(Data listing)
━━━━━━━━━━━━━━━━━━━━
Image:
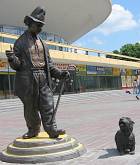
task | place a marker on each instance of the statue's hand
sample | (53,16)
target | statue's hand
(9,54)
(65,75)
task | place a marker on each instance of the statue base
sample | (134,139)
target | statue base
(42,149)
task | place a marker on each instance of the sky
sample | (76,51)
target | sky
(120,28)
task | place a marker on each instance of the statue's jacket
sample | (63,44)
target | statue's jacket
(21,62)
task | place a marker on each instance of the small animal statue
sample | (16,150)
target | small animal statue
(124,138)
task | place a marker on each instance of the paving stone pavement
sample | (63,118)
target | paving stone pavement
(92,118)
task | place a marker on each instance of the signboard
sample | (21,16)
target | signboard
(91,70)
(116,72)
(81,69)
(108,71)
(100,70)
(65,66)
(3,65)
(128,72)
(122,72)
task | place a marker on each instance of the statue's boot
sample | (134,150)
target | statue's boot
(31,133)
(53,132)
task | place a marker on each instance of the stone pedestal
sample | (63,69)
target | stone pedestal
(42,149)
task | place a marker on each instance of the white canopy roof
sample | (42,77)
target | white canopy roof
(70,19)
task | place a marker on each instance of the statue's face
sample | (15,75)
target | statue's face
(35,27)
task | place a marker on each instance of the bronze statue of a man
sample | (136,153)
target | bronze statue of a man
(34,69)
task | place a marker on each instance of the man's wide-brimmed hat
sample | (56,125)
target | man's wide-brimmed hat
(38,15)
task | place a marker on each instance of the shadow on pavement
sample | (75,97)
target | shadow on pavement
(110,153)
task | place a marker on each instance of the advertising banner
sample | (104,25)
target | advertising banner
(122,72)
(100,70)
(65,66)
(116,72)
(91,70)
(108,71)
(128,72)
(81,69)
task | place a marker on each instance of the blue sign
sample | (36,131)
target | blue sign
━━━━━━━━━━━━━━━━━━━━
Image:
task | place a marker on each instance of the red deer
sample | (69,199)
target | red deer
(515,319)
━━━━━━━━━━━━━━━━━━━━
■ Problem requirements:
Reproduce the lines exactly, beginning with the line that contains "task | place a marker on each instance of the white" and continuing through the line that contains "target | blue sign".

■ Reply to the exercise:
task | place a marker on each instance of the white canopy roof
sample | (42,77)
target | white canopy roof
(70,19)
task | place a marker on each instance of the statue's face
sample | (15,75)
target | statue's face
(35,27)
task | place a marker on each instance of the bronze statue of a man
sample | (136,153)
target | bronze statue of a man
(34,69)
task | place a marker on each instance of the man's wide-brimmed hat
sample | (56,125)
target | man's wide-brimmed hat
(38,15)
task | place a marker on each instance of the shadow on pavement
sample | (75,97)
target | shadow on pavement
(110,153)
task | place a marker on each instance of the advertising banner
sample | (104,25)
target | advertising banner
(122,72)
(100,70)
(65,66)
(116,72)
(91,70)
(108,71)
(128,72)
(81,69)
task | place a marker on each instance of the blue sign
sample | (36,131)
target | blue sign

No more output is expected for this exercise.